# ABOUT THIS EXERCISE
Each line from the one containing "# each result" to the end of the entries below must be restated exactly, and no other line should appear.

[Point localization data]
-- Opening Marker --
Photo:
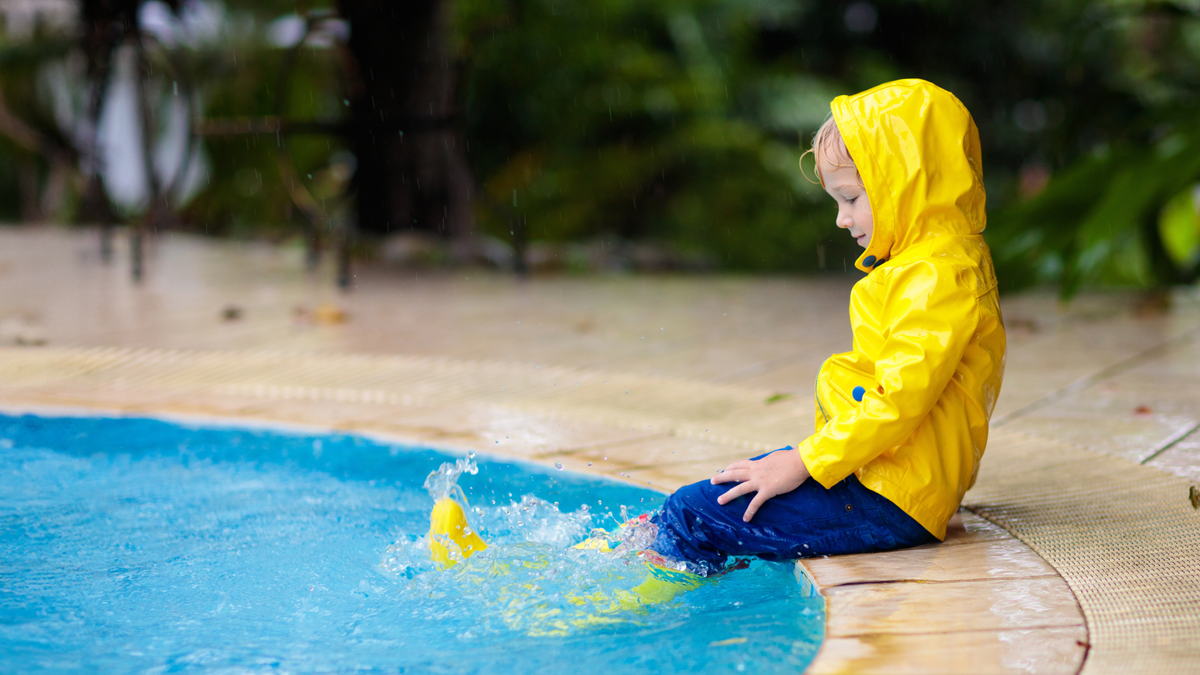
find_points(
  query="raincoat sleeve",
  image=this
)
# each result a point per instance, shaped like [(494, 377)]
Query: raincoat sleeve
[(929, 317)]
-- Closing Marker --
# RESULT FOR THIS EXERCISE
# each result a point per instance, shaped like [(494, 377)]
Query: raincoat sleeve
[(929, 317)]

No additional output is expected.